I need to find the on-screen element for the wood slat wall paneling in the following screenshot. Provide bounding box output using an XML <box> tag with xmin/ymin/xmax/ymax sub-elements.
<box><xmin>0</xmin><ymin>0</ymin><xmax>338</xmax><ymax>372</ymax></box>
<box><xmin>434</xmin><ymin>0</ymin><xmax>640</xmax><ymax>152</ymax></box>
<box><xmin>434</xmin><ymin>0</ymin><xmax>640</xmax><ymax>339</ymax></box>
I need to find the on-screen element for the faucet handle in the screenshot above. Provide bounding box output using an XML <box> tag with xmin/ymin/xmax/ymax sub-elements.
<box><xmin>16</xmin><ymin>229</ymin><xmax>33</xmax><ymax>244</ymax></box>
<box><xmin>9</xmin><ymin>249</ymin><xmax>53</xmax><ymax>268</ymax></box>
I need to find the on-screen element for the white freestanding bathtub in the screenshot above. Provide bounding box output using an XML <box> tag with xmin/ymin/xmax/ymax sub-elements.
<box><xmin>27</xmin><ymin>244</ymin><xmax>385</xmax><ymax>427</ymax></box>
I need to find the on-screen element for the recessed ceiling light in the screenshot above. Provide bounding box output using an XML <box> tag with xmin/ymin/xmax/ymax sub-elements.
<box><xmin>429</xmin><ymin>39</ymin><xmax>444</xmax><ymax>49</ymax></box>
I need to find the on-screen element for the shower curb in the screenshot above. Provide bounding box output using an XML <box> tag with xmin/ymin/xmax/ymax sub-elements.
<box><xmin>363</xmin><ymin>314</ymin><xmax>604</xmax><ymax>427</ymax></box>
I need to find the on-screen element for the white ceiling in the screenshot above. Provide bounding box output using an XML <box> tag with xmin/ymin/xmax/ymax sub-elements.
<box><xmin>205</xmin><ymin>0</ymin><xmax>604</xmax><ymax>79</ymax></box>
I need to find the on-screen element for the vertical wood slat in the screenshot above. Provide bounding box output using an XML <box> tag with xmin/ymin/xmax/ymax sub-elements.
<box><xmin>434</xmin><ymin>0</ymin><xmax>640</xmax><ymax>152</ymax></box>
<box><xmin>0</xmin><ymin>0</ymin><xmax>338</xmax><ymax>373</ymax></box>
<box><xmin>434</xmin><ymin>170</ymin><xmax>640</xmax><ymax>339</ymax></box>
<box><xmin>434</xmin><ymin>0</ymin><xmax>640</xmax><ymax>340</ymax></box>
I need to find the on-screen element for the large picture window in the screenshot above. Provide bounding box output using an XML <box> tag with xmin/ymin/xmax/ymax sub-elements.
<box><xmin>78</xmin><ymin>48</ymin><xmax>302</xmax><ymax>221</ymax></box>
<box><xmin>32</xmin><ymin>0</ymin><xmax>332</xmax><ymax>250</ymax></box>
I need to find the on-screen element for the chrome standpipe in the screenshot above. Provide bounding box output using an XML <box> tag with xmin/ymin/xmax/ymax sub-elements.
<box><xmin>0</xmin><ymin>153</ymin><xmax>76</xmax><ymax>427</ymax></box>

⁂

■ REQUIRED WORK
Reproduce all the records above, changing every occurrence of "on-screen element" to "visible region" and leaving everything else as it is.

■ RESULT FOR THIS TASK
I need to find the visible region for the wood slat wall paneling in the following screenshot. Provide bounding box output using an XML <box> tag with xmin/ymin/xmax/ymax sub-elements.
<box><xmin>0</xmin><ymin>0</ymin><xmax>338</xmax><ymax>372</ymax></box>
<box><xmin>434</xmin><ymin>0</ymin><xmax>640</xmax><ymax>152</ymax></box>
<box><xmin>434</xmin><ymin>0</ymin><xmax>640</xmax><ymax>339</ymax></box>
I need to find the visible region for the faucet handle in the screenshot above. Provide bounding box output using an XML <box> tag with xmin/ymin/xmax/ymax sub-elements.
<box><xmin>16</xmin><ymin>229</ymin><xmax>33</xmax><ymax>244</ymax></box>
<box><xmin>9</xmin><ymin>249</ymin><xmax>53</xmax><ymax>268</ymax></box>
I need to find the visible region for the white freestanding bathtub in the screenshot above. Provide bounding box output using an XML <box> tag with xmin/ymin/xmax/ymax sub-elements.
<box><xmin>27</xmin><ymin>244</ymin><xmax>385</xmax><ymax>427</ymax></box>
I need to find the visible region for the recessed ceiling light in the screenshot above. Provide bounding box output using an XML <box> tag with xmin/ymin/xmax/ymax sub-elements.
<box><xmin>429</xmin><ymin>39</ymin><xmax>444</xmax><ymax>49</ymax></box>
I need to find the visible region for the shower curb in the screenshot above. Provide bounding box output using an XML <box> tag with xmin/ymin/xmax/ymax sub-elements.
<box><xmin>363</xmin><ymin>314</ymin><xmax>604</xmax><ymax>427</ymax></box>
I need to find the visible region for the white ceiling in the screenshot above. Provide bounding box output using an XML <box> tag with xmin/ymin/xmax/ymax sub-elements.
<box><xmin>205</xmin><ymin>0</ymin><xmax>604</xmax><ymax>79</ymax></box>
I need to find the visible region for the vertical wood slat in the screenshot above. Provide bounding box output using an XML <box> tag with xmin/ymin/xmax/ymax sub-elements.
<box><xmin>434</xmin><ymin>0</ymin><xmax>640</xmax><ymax>152</ymax></box>
<box><xmin>0</xmin><ymin>0</ymin><xmax>338</xmax><ymax>373</ymax></box>
<box><xmin>434</xmin><ymin>170</ymin><xmax>640</xmax><ymax>339</ymax></box>
<box><xmin>434</xmin><ymin>0</ymin><xmax>640</xmax><ymax>340</ymax></box>
I need to find the visible region for the large picture window in the screenshot above. Provide bounding box output using an XML <box> tag with xmin/ymin/xmax/ymax sub-elements.
<box><xmin>78</xmin><ymin>48</ymin><xmax>302</xmax><ymax>221</ymax></box>
<box><xmin>32</xmin><ymin>0</ymin><xmax>332</xmax><ymax>250</ymax></box>
I need to find the visible region for the chrome standpipe in the screenshot above. Provide bounding box output using an XML <box> tag with xmin/ymin/xmax/ymax sub-elements.
<box><xmin>0</xmin><ymin>153</ymin><xmax>76</xmax><ymax>427</ymax></box>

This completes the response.